**LATIHAN:**
1. Dalam berita tentang penggunaan strobo oleh pejabat, jabatan apa yang masih dipegang Qodari ketika ia pun jarang sekali memakai strobo?
2. Teruskan berita tentang penggunaan strobo oleh pejabat, mulai setelah kalimat terakhirnya.
=== TEKS BACAAN ===
Seedbacklink affiliate

KSP Tegas: Pejabat Stop Pamer Strobo & Flexing! Contoh Presiden Prabowo, Hormati Rakyat!

Mobil hitam berplat nomor B 1185 ZF dengan lampu strobo biru menyala di jalan.
Penggunaan strobo oleh pejabat jadi sorotan.
banner 120x600

NEWS TANGERANG– Kepala Staf Kepresidenan (KSP), Muhammad Qodari, baru-baru ini melontarkan peringatan keras bagi para pejabat publik di Indonesia. Intinya sederhana: bijaklah dalam bertindak, terutama soal penggunaan sirine dan strobo. Menurutnya, pejabat itu seharusnya jadi panutan di jalan, bukan malah bikin pengguna jalan lain merasa terganggu atau bahkan risih.

Pesan ini bukan cuma omongan kosong. Qodari mengutip Mensesneg dan Panglima TNI Jenderal Agus Subiyanto yang juga sepakat. Mereka menekankan pentingnya mencontoh Presiden Prabowo Subianto yang dikenal sangat menghormati pengguna jalan lain, bahkan saat berkendara.

Pejabat Publik: Contoh atau Bikin Risih?

Sikap ini penting karena mencerminkan etika dan empati seorang pemimpin. Ketika seorang pejabat menggunakan fasilitas negara secara berlebihan, apalagi sampai mengganggu kenyamanan publik, itu bisa merusak kepercayaan masyarakat. Padahal, kepercayaan adalah modal utama dalam pemerintahan.

Qodari sendiri memberikan contoh nyata. Ia mengaku jarang sekali memakai strobo, bahkan saat masih menjabat Wakil Kepala Staf Kepresidenan. Ia lebih sering memilih untuk menyetir sendiri, menunjukkan bahwa jabatan tinggi tidak selalu berarti harus selalu diistimewakan di jalan.

Tentu saja, ada pengecualian. Strobo kadang dipakai jika memang ada kondisi mendesak, misalnya harus mengejar rapat penting yang waktunya sangat mepet. Namun, itu adalah kondisi tertentu, bukan kebiasaan sehari-hari yang bisa seenaknya digunakan untuk memotong antrean atau menerobos lalu lintas.
=== DATA YANG DIBERIKAN ===
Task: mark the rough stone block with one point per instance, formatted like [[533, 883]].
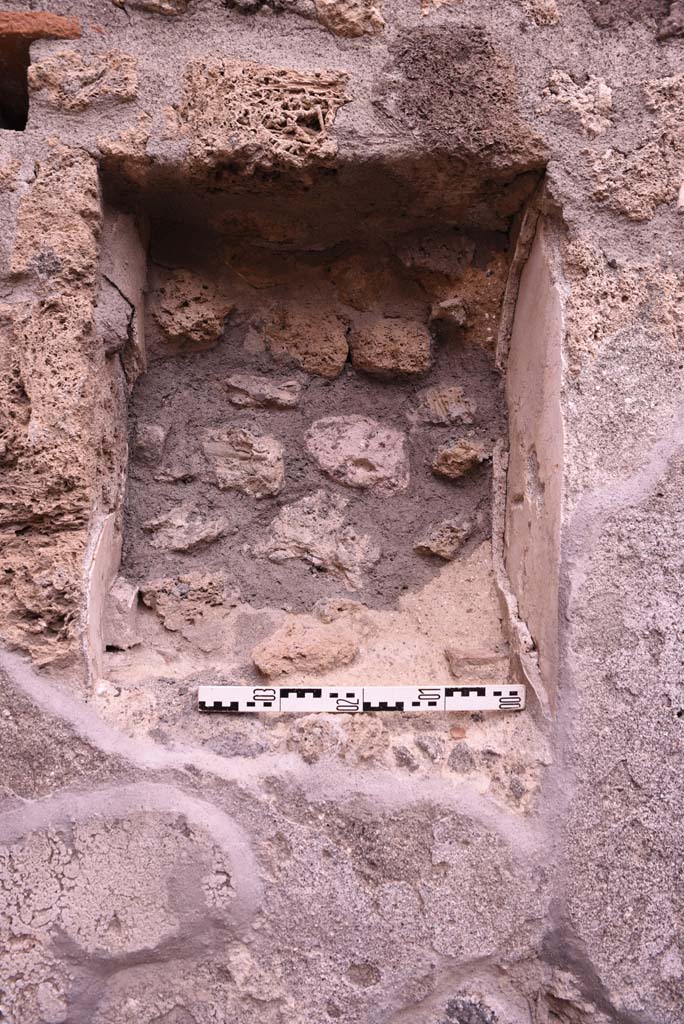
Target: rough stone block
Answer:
[[251, 390], [189, 310], [72, 82], [120, 627], [311, 338], [360, 453], [314, 529], [306, 646], [184, 528], [241, 460], [445, 539], [259, 117], [391, 347], [456, 459], [442, 406]]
===
**JAWABAN TIAP SOAL:**
1. Wakil Kepala Staf Kepresidenan.

2.
Ketika Strobo Jadi Sorotan: Lebih dari Sekadar Lampu

Isu penggunaan strobo dan sirine oleh kendaraan sipil, bahkan yang dikendarai pejabat, memang sedang hangat diperbincangkan. Publik, terutama di media sosial, ramai-ramai menyuarakan gerakan "Setop Tot, Tot, Wuk, Wuk". Gerakan ini lahir dari kejengkelan masyarakat terhadap kendaraan-kendaraan yang seenaknya menggunakan alat isyarat tersebut tanpa hak.

Fenomena ini bukan sekadar masalah lalu lintas biasa. Ini mencerminkan ketimpangan dan arogansi yang sering dirasakan masyarakat dari sebagian pejabat. Lampu biru atau sirine yang menyala seolah menjadi simbol kekuasaan yang bisa menerobos aturan, padahal seharusnya semua warga negara punya hak yang sama di jalan.

Kepala Korps Lalu Lintas (Kakorlantas) Polri Irjen Pol. Agus Suryonugroho pun merespons keluhan publik ini dengan serius. Ia membekukan sementara penggunaan sirine dan strobo untuk kendaraan yang tidak berhak. Namun, alat isyarat ini masih diperbolehkan untuk kegiatan patroli dan pengaturan lalu lintas oleh pihak berwenang.

Gaya Hidup Pejabat: Antara Sederhana dan ‘Flexing’

Selain urusan strobo, Qodari juga menyinggung topik sensitif lainnya: gaya hidup pejabat. Ia menegaskan pentingnya hidup sederhana dan tidak pamer kemewahan di depan publik, atau yang sering disebut "flexing". Fenomena flexing ini memang sedang marak, dan pejabat publik tidak boleh ikut-ikutan.

Mengapa demikian? Karena masyarakat tahu betul, anggaran untuk pejabat itu berasal dari uang negara. Dan uang negara itu, pada dasarnya, adalah hasil pajak yang dibayarkan oleh rakyat. Ketika pejabat pamer kemewahan, muncul sentimen negatif dari masyarakat, seperti "gue susah-susah, lu seneng-seneng."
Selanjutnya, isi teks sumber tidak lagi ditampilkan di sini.